[Dataset records]
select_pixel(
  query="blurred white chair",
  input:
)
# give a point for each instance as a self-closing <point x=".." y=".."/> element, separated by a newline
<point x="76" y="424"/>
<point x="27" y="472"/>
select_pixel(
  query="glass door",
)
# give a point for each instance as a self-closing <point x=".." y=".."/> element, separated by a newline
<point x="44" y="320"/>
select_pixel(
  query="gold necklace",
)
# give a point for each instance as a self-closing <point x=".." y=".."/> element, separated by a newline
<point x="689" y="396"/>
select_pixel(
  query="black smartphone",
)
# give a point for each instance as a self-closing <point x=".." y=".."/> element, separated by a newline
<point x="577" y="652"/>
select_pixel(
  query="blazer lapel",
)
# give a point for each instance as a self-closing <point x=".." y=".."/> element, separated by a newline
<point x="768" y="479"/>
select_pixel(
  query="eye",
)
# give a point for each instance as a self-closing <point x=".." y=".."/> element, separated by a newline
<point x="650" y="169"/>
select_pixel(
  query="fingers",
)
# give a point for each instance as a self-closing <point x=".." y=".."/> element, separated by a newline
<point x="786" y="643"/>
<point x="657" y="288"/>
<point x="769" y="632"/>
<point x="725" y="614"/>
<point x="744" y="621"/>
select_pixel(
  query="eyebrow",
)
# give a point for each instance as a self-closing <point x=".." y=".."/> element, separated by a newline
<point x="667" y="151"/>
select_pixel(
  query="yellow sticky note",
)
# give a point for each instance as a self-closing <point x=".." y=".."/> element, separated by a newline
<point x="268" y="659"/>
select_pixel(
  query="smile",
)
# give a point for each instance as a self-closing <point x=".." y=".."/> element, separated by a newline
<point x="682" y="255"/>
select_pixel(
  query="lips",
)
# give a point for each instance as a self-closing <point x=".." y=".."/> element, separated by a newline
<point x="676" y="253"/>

---

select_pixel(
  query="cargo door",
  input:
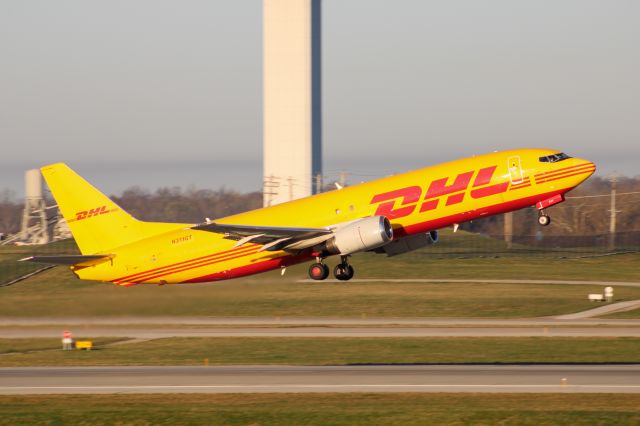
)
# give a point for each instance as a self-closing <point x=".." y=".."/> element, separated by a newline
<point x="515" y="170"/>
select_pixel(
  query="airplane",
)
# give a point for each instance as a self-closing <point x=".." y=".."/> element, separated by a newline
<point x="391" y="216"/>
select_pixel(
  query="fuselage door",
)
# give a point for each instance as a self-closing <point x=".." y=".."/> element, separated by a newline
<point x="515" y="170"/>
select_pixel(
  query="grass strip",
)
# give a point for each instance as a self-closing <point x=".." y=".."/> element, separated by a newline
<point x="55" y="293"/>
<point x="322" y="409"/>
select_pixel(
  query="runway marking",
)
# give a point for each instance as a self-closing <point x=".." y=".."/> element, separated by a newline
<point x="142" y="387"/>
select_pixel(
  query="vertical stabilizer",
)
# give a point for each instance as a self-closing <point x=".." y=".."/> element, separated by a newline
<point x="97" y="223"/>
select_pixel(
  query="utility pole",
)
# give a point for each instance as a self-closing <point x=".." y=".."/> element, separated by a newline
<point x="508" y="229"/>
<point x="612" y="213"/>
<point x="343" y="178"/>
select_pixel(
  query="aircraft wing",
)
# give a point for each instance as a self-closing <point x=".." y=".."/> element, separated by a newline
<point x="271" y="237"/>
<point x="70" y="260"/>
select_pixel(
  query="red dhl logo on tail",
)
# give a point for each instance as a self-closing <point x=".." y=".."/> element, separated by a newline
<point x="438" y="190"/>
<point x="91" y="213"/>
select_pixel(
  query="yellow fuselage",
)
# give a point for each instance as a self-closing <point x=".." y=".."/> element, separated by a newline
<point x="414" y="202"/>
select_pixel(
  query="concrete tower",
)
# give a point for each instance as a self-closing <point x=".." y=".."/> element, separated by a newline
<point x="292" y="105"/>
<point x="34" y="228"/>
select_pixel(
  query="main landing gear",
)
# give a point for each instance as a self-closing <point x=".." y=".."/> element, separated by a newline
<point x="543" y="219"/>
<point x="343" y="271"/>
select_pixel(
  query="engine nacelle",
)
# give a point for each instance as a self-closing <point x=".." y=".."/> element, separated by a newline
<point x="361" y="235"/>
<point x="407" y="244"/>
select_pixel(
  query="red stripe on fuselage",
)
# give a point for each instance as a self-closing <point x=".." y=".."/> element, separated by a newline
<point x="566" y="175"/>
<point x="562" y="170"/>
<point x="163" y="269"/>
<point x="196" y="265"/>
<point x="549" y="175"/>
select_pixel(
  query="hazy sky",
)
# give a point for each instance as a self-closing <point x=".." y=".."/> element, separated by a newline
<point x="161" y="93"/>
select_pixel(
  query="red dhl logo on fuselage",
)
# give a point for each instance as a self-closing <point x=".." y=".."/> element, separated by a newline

[Instructions for the task] Report the lines above that have the word "door" in them.

[Written answer]
  query="glass door",
  query="cargo door",
  query="fuselage door",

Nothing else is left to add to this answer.